**REQUIRED WORK:** The entries below hold a line with "Find every instance of the shallow" and a line with "Find every instance of the low tan". Return those lines and all that lie between them, exactly and only.

**EXTRACTED RECORDS:**

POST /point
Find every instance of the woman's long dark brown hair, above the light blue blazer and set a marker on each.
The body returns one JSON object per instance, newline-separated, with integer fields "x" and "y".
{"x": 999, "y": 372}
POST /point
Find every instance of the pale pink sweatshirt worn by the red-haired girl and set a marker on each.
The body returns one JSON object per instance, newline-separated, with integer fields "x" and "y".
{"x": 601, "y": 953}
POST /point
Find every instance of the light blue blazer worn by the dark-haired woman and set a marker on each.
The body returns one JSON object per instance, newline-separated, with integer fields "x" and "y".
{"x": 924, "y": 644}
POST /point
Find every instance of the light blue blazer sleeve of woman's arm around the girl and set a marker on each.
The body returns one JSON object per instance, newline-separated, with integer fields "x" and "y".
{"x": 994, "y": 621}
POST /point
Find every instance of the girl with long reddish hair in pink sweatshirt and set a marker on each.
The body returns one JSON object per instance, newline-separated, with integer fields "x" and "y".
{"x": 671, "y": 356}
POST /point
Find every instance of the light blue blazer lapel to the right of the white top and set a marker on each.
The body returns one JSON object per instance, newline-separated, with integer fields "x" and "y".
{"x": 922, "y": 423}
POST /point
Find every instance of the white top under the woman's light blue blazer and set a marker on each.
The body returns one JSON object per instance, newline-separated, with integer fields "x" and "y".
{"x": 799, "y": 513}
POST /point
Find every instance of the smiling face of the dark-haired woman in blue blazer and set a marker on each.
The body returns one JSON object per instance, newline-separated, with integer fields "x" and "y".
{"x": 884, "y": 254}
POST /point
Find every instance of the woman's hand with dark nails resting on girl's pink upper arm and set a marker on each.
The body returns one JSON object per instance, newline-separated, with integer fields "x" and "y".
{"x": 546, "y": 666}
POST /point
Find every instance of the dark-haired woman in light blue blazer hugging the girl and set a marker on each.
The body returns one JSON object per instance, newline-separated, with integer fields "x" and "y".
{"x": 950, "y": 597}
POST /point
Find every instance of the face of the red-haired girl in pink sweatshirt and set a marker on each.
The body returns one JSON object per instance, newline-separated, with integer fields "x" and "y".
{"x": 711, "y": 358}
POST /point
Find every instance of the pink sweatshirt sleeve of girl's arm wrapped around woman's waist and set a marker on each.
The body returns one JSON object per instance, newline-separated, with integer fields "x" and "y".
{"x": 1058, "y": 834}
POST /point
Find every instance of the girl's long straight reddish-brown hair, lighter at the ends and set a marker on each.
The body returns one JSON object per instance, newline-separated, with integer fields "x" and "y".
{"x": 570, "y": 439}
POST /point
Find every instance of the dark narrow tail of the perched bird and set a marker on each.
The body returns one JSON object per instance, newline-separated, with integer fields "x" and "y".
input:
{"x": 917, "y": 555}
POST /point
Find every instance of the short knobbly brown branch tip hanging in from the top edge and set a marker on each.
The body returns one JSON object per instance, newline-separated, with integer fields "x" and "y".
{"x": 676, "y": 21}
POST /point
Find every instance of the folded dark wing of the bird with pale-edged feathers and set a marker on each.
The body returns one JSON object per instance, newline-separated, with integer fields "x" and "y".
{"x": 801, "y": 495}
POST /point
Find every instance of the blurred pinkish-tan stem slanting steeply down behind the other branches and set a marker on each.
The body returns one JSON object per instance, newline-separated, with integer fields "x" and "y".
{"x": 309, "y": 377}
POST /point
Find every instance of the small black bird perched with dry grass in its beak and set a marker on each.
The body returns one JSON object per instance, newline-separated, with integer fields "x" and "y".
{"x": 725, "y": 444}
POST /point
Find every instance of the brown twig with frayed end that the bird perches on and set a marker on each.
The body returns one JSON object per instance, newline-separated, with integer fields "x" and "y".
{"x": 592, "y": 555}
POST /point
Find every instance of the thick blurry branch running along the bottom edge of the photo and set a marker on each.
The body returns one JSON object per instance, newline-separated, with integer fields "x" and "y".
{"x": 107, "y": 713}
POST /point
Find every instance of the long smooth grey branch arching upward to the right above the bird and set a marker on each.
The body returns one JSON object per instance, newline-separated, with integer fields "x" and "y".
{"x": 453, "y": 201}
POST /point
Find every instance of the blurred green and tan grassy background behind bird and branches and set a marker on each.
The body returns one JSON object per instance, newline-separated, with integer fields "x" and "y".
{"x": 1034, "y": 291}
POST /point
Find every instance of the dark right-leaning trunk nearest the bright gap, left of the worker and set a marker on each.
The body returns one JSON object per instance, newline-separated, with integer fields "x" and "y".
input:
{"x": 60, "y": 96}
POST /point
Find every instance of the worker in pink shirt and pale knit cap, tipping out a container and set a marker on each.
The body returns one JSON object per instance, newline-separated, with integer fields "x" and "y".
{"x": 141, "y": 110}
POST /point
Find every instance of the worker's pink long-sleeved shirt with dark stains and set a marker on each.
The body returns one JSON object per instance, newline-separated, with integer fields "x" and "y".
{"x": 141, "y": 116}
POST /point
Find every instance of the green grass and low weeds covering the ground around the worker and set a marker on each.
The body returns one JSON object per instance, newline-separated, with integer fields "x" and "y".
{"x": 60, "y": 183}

==

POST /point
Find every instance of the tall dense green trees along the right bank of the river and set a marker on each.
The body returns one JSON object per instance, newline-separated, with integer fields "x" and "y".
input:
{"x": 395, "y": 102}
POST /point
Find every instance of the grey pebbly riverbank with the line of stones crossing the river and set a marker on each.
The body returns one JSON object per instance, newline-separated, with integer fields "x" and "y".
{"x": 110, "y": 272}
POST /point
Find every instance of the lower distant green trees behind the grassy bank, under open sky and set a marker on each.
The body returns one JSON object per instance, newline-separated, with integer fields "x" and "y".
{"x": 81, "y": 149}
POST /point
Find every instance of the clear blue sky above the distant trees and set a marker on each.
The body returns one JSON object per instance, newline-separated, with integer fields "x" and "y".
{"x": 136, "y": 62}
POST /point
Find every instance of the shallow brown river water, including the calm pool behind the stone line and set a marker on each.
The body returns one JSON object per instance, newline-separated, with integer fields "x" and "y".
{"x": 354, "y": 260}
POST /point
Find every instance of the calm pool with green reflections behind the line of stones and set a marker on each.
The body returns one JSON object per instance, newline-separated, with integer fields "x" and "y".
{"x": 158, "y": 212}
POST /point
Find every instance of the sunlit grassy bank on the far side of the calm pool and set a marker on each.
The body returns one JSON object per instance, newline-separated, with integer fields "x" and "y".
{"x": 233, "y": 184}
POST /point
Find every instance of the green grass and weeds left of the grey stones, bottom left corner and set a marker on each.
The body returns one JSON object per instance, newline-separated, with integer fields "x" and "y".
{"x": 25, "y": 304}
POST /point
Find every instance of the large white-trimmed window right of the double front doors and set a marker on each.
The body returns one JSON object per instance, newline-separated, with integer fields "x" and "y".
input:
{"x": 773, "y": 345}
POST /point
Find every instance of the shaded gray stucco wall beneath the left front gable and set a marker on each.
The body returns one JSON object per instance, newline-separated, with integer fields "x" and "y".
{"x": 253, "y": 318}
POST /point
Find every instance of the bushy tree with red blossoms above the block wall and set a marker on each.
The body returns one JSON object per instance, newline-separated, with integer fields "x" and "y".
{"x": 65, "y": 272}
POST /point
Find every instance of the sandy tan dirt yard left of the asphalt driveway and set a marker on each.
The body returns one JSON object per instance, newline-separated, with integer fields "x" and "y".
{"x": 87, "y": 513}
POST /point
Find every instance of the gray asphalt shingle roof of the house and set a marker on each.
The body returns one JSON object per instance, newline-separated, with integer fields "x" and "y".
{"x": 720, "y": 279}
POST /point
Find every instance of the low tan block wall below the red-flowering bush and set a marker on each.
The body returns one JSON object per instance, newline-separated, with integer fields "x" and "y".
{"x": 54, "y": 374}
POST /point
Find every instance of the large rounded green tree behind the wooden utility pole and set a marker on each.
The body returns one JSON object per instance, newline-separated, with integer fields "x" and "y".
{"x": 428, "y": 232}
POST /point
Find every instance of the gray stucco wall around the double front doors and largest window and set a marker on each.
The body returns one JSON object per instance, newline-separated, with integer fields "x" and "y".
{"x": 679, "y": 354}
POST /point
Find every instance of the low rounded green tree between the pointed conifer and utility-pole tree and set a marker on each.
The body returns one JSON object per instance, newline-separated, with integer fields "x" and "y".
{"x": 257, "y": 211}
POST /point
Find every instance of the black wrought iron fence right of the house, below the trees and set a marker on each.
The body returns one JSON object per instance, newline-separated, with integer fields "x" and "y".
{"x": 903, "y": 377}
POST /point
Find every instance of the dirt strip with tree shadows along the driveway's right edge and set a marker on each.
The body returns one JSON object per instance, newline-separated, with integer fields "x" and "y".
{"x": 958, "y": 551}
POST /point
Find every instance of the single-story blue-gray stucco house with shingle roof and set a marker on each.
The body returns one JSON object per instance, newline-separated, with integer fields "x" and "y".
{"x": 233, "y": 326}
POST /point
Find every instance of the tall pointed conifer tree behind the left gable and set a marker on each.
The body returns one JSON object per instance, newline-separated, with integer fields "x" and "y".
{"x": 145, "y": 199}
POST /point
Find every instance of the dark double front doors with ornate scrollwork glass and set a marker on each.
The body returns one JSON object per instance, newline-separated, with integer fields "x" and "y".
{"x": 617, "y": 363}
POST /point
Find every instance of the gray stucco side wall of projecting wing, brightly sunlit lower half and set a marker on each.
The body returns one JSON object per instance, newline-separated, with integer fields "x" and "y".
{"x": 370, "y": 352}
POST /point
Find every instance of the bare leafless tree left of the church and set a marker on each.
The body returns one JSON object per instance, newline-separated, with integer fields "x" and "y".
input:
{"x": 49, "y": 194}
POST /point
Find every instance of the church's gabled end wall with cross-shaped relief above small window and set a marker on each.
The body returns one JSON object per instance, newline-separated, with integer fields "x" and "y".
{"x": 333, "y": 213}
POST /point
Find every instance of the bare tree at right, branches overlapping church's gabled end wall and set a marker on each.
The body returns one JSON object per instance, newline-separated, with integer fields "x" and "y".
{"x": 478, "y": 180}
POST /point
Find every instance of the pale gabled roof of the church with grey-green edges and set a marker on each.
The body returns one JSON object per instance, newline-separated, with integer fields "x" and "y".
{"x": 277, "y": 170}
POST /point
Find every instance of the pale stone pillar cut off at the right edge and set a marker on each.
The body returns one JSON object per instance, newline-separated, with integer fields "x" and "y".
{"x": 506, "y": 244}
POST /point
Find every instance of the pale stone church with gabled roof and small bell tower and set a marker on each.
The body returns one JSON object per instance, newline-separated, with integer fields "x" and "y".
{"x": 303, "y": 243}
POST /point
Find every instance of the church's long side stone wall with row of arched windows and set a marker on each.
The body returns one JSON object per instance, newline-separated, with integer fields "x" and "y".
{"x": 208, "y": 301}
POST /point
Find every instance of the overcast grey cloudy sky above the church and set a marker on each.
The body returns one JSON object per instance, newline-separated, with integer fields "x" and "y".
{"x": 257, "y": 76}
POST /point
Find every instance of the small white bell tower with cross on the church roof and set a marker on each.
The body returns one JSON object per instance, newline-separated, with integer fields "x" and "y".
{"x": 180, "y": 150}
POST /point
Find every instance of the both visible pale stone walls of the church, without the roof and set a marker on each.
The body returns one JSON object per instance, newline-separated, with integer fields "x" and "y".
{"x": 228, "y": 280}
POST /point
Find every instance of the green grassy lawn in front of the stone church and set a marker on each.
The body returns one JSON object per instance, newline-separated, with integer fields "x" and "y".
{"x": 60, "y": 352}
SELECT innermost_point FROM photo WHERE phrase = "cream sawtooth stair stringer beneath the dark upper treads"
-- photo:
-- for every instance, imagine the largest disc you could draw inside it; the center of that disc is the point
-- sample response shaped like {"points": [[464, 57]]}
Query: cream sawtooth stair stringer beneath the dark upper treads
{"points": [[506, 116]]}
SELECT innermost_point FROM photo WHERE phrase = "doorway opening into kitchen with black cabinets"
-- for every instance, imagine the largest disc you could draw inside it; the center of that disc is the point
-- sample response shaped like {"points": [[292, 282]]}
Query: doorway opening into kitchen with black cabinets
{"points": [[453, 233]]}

**RESULT:**
Find every instance of the shallow brown river water, including the calm pool behind the stone line and set a marker on each.
The body returns one JSON object per instance, newline-separated, with integer fields "x" and "y".
{"x": 354, "y": 260}
POST /point
Find every instance of the calm pool with green reflections behind the line of stones and set a marker on each.
The body returns one JSON object per instance, newline-separated, with integer fields "x" and "y".
{"x": 158, "y": 212}
POST /point
Find every instance of the sunlit grassy bank on the far side of the calm pool and set a marker on each.
The body returns one JSON object per instance, newline-separated, with integer fields "x" and "y".
{"x": 233, "y": 184}
POST /point
Find every instance of the green grass and weeds left of the grey stones, bottom left corner and set a marker on each.
The body returns one JSON object per instance, newline-separated, with integer fields "x" and "y".
{"x": 25, "y": 304}
POST /point
Find every instance of the large white-trimmed window right of the double front doors and set a marker on each.
The body returns one JSON object per instance, newline-separated, with integer fields "x" and "y".
input:
{"x": 773, "y": 345}
POST /point
Find every instance of the shaded gray stucco wall beneath the left front gable and set a marker on each.
The body returns one JSON object per instance, newline-separated, with integer fields "x" and "y".
{"x": 253, "y": 318}
POST /point
Find every instance of the bushy tree with red blossoms above the block wall and set a marker on each.
The body returns one JSON object per instance, newline-separated, with integer fields "x" and "y".
{"x": 65, "y": 272}
POST /point
Find every instance of the sandy tan dirt yard left of the asphalt driveway and set a marker on each.
The body returns one JSON object per instance, newline-separated, with integer fields "x" and "y".
{"x": 87, "y": 513}
POST /point
Find every instance of the gray asphalt shingle roof of the house and set a marker on each.
The body returns one JSON object per instance, newline-separated, with integer fields "x" and "y".
{"x": 720, "y": 279}
POST /point
Find every instance of the low tan block wall below the red-flowering bush and set a marker on each.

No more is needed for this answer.